### Reading text
Don’t you just love it when a plan comes together? Just when Welltower announced a deal to buy Holiday Retirement Corporation’s 86 owned assets, and Atria Senior Living agreed to buy Holiday itself, Ventas steps in and buys New Senior Investment Group. New Senior owns 77 Holiday-managed communities, 21 communities that have recently been switched from Holiday management to Atria, 15 other communities managed three other providers, and one large community triple-net leased to Watermark Retirement Communities. At the end of the first quarter, just four communities were managed by other companies, so things must have moved during the second quarter. Jay Flaherty must be loving it. 

The total purchase price, including assumed debt of $1.5 million, comes to $2.3 billion, or about $185,400 per unit, or more than a 20% premium to what Welltower paid for the 21 Holiday assets recently purchased. Based on first quarter annualized NOI the cap rate comes to 5.3%, based on projected 2022 it is 6%, and based on stabilized estimated (by Ventas) NOI sometime in the future, they believe the cap rate will end up at 8%. That is the difficulty of coming up with a cap rate when the most recent cash flow numbers, pretty much for all sellers, are from the pandemic’s low, and everyone expects cash flow to rise throughout 2021 and into 2022. The share price also represents a 31% premium to New Senior’s pre-announcement price. 

This sale should come as no surprise, as it had been much discussed for a year or two, as a basically one-tenant REIT is not something investors like, not to mention the small size. And no surprise, equity analysts had also dropped their coverage. The cost of running a public REIT is not cheap, and Ventas could possibly save up to 90% of New Senior’s G&A expense. Ventas stated that the acquisition was 20% to 30% below replacement cost. But as we have argued, you cannot compare a 25-year-old building with a “replaced” new one. The real benefit is the competitive advantage of having lower capital costs compared with a new, more expensive building.

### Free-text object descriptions
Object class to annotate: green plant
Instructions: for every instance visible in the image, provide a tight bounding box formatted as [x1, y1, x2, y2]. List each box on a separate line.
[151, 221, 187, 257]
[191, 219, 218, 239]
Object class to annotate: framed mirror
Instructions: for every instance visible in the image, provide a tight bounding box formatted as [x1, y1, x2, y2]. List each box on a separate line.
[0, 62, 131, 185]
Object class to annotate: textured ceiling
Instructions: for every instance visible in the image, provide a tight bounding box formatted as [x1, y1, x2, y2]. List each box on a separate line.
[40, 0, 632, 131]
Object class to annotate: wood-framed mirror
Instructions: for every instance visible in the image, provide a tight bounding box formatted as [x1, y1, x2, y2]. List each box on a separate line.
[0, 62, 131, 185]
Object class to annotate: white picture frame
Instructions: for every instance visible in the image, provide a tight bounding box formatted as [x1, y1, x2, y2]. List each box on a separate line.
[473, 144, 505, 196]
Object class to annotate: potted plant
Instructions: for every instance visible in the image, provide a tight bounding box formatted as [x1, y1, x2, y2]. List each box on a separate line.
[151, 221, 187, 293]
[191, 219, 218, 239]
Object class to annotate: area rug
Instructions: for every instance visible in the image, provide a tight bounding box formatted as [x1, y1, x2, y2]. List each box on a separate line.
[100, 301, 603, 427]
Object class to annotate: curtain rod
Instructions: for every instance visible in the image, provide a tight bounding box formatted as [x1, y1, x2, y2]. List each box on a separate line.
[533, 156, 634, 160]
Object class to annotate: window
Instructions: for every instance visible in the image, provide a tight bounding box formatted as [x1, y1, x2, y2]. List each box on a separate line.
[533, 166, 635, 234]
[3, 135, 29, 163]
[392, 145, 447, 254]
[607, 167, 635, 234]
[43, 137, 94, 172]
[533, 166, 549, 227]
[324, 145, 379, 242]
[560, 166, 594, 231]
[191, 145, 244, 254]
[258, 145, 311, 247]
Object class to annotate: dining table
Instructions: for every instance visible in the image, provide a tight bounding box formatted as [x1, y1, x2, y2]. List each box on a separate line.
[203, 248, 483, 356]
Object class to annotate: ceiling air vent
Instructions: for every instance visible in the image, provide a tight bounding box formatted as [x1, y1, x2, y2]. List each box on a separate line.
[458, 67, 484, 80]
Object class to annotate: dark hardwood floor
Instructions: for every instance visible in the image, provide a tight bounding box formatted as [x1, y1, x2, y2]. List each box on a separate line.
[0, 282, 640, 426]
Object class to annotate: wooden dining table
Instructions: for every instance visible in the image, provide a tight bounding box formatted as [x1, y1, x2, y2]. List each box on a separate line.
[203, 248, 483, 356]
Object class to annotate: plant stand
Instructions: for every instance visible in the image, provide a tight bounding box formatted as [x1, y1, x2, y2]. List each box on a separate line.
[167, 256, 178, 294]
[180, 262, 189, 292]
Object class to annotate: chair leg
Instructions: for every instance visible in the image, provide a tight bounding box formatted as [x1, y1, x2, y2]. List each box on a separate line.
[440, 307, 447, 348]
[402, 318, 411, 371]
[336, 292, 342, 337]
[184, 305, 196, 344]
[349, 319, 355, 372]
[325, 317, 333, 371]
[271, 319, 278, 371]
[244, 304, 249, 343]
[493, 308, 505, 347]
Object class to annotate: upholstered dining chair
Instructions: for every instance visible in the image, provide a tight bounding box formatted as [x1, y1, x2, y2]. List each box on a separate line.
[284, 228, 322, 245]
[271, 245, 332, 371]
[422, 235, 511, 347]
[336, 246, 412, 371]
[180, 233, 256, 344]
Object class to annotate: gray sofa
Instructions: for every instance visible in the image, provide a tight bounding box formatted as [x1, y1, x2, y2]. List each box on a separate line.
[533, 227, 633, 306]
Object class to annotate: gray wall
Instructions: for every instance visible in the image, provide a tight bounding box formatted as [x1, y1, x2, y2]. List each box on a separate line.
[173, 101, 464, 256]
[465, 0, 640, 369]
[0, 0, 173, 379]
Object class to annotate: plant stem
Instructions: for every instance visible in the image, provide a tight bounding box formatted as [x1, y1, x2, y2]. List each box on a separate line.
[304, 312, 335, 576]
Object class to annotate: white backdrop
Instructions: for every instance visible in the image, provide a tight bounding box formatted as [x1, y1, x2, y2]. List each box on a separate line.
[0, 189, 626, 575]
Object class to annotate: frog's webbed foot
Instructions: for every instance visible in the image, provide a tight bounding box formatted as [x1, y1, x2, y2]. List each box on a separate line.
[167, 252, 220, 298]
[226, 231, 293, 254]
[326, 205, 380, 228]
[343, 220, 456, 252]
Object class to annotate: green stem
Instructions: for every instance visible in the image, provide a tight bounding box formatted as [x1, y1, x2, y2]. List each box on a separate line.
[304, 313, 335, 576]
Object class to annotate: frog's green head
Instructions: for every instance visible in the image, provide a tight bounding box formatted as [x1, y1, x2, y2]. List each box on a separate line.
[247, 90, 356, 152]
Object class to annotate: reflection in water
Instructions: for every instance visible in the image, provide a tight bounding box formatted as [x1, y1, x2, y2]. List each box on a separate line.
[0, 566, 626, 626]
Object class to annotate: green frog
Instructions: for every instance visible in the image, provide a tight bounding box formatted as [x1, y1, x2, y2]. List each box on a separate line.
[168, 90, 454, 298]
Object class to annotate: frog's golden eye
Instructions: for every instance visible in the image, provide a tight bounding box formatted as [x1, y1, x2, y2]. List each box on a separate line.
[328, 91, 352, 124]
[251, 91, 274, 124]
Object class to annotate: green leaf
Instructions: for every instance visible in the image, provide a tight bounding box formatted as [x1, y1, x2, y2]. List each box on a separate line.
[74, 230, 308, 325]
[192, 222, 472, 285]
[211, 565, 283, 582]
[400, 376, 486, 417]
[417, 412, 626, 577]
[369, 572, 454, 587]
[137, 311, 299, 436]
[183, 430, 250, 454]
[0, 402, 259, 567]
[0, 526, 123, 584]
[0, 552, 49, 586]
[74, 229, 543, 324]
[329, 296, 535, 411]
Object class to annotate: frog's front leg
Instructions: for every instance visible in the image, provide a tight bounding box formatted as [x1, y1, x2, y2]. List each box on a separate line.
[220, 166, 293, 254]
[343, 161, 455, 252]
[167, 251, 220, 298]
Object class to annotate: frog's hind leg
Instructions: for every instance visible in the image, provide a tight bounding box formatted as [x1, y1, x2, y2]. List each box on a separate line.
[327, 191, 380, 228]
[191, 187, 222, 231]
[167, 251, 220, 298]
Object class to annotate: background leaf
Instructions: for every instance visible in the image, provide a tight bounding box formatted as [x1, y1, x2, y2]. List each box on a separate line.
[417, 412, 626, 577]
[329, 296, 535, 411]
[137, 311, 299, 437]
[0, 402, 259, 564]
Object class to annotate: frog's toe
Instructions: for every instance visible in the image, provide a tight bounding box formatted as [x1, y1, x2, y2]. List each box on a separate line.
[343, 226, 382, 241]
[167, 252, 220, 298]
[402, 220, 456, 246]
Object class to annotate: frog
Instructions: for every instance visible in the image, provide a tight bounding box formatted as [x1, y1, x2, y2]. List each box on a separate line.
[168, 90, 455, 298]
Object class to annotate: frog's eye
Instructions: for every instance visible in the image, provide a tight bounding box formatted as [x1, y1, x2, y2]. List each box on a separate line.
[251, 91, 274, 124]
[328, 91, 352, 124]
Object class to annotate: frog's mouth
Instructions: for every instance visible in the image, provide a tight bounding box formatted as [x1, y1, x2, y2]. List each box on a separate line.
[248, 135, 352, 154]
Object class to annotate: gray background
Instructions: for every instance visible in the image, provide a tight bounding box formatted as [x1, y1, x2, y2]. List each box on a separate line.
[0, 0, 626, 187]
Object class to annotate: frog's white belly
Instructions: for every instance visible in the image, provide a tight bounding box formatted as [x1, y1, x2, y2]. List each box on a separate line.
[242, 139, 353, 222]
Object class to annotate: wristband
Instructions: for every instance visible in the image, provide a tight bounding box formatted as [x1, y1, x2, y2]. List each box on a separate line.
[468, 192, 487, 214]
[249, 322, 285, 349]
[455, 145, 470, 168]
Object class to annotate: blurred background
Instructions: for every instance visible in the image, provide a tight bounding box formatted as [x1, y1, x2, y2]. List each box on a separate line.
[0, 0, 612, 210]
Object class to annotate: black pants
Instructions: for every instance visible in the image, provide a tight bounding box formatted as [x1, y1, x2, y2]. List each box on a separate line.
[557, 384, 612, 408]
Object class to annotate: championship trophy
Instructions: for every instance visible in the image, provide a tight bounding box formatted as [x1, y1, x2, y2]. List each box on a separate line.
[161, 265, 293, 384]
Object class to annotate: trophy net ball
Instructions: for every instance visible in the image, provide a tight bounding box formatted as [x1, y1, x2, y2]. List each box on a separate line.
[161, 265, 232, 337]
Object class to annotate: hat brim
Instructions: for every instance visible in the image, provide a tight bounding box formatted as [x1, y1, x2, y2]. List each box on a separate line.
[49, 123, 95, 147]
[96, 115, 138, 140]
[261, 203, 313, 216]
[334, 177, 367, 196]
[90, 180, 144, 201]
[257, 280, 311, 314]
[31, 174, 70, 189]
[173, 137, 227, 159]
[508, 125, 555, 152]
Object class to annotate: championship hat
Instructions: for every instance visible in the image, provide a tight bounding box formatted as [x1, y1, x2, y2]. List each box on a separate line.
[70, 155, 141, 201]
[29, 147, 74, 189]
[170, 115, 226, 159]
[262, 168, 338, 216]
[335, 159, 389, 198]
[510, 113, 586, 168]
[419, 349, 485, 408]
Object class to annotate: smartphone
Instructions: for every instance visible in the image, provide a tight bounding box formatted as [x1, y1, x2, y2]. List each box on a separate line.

### Task directions
According to the article, how many Holiday-managed communities does New Senior own?

### Written reply
77